--- Document passage ---

=-=-=-=-=

The resulting cemetery gross profit margin was 44% for the three months ended
December 31, 2009 versus 30% for the corresponding period in the prior fiscal
year, representing a 14% increase. The increase was do to a higher volume of
sales whereas most costs are fixed except for the grave liners, markers and
foundations.

Selling expenses for the three months ended December 31, 2009 were $66,318, an
increase of $23,025, or 53%, when compared to the three-month period ended
December 31, 2008.  The increase was primarily due to higher sales commissions
and related payroll taxes.

General and administrative expenses for the three months ended
December 31, 2009 were $183,978, an increase of $66,199, or 56%, when compared
to the three months ended December 31, 2008.  The increase was primarily due to
higher professional fees of $50,000, health insurance of $8,000, and salaries
of $6,000 with all other expenses remaining constant in comparison to the
prior year's period.



Corporate:

Revenue for the three months ended December 31, 2009 was immaterial.

General and administrative expenses for the three months ended
December 31, 2009 were $6,633, a decrease of $86,177, or 93%, when compared to
the three months ended December 31, 2008.  The decrease was primarily due to no
accounting fees and allocation of past quarter fees to the cemetery operations.

Interest expense for the three months ended December 31, 2009 was $21,510, an
increase of $8,348, or 63%, when compared to the three months ended
December 31, 2008. The increase is due to higher debt associated with the short
term note payables.



Aviation Ground Support Operations:

Revenues for the three months ended December 31, 2009 were $2,911,604, an
increase of $1,289,555 or 79%, when compared to the three months ended
December 31, 2008.  The increase in revenue was primarily due to increased
government and international sales.

=-=-=-=-=

Records
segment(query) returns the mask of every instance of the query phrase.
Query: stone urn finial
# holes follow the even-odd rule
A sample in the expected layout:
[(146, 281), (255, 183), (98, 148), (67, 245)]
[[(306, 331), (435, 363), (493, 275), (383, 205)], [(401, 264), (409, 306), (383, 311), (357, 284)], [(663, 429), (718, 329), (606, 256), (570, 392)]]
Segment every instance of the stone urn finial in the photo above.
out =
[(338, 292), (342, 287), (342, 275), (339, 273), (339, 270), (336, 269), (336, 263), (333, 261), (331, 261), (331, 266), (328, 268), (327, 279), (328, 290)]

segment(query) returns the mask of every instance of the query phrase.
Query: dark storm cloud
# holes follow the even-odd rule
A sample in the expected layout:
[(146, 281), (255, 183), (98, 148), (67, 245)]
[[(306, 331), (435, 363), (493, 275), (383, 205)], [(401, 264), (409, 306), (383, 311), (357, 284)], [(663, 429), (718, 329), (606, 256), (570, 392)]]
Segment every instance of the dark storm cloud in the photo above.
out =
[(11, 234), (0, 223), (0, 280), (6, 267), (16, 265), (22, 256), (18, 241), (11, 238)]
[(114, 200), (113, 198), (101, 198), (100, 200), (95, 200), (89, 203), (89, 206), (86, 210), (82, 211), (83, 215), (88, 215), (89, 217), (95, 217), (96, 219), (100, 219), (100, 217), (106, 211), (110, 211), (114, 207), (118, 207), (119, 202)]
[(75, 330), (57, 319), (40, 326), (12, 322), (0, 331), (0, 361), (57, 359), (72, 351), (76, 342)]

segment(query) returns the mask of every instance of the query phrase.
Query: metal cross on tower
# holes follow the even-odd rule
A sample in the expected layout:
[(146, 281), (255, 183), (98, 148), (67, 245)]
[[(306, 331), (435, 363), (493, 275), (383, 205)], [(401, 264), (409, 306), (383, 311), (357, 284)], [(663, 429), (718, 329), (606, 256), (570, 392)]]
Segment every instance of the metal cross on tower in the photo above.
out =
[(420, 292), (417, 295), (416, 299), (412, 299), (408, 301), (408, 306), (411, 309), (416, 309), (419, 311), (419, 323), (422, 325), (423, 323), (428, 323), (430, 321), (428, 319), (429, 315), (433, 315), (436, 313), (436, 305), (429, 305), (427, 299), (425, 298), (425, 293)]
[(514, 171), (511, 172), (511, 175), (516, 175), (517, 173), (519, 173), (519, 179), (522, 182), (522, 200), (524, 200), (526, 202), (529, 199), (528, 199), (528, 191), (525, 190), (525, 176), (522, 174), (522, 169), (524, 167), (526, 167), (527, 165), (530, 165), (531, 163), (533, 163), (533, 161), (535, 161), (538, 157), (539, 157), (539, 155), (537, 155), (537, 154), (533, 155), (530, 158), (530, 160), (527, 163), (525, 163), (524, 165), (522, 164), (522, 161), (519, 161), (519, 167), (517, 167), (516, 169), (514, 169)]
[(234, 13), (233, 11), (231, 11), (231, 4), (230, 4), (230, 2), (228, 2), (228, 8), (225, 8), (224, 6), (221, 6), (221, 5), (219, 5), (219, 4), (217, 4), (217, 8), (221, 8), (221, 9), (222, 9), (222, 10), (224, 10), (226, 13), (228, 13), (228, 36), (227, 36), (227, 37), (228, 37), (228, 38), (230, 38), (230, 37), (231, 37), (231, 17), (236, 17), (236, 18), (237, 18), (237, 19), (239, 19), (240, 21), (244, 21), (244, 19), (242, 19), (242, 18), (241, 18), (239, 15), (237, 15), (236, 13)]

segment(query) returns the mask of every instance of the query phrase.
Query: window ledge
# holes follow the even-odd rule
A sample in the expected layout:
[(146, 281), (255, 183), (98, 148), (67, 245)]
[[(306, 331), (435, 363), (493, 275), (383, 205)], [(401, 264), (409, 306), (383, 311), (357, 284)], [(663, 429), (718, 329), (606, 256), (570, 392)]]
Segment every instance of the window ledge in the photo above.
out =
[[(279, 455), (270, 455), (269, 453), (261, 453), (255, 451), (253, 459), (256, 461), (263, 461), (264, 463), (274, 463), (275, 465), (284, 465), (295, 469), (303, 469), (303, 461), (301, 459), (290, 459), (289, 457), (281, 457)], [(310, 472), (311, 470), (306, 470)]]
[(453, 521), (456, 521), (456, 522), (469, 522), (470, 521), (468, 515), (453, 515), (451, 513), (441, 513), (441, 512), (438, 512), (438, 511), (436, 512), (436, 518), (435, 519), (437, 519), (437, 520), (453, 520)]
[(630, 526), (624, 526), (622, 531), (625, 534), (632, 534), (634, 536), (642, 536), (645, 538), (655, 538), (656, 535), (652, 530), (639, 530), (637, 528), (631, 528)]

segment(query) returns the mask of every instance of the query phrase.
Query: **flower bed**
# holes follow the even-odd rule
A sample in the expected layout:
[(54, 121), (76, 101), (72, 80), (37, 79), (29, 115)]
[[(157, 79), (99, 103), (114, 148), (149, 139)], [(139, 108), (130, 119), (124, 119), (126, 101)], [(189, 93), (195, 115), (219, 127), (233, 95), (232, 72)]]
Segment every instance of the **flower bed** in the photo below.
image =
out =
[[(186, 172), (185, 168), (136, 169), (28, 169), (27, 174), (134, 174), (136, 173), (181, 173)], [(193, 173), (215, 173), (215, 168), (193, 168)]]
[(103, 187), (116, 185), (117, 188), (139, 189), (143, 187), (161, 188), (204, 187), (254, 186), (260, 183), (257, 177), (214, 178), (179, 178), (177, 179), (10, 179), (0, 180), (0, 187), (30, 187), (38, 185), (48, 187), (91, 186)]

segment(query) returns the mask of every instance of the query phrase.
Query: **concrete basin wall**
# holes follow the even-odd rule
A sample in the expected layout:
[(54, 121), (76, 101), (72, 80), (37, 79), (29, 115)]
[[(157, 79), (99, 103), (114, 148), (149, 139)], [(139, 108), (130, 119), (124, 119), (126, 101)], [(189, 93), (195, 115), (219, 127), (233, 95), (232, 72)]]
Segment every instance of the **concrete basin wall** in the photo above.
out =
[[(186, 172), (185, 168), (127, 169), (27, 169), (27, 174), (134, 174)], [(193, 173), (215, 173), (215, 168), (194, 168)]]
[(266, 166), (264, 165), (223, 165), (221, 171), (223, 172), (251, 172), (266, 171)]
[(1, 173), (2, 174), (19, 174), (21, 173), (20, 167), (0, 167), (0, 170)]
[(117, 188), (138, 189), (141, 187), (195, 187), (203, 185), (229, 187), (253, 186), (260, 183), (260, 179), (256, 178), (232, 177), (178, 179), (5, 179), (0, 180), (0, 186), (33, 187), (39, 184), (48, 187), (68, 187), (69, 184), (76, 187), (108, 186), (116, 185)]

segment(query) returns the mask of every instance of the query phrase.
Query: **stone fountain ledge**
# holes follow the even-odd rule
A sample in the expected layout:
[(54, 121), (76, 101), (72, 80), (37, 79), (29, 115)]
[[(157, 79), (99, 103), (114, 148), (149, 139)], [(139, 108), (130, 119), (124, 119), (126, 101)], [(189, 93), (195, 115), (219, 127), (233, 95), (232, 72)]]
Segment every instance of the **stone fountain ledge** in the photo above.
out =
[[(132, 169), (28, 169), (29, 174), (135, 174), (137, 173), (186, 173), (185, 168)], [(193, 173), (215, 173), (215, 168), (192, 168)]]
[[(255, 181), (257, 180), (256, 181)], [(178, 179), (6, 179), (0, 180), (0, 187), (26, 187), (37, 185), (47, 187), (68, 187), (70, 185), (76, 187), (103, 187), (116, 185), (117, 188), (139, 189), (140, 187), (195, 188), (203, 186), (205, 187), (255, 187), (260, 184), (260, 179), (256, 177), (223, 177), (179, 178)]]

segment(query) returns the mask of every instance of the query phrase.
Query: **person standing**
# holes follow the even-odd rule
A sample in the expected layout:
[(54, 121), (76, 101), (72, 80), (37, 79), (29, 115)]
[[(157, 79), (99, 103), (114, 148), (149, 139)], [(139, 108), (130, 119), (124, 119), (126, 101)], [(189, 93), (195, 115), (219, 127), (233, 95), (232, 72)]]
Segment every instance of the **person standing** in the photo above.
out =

=-=-=-=-=

--- Task directions ---
According to the quarterly results passage above, why did Corporate general and administrative expenses fall for the three months ended December 31, 2009?

--- Correct output ---
Corporate general and administrative expenses fell to $6,633, down $86,177 or 93%, mainly because there were no accounting fees and past quarter fees were allocated to the cemetery operations.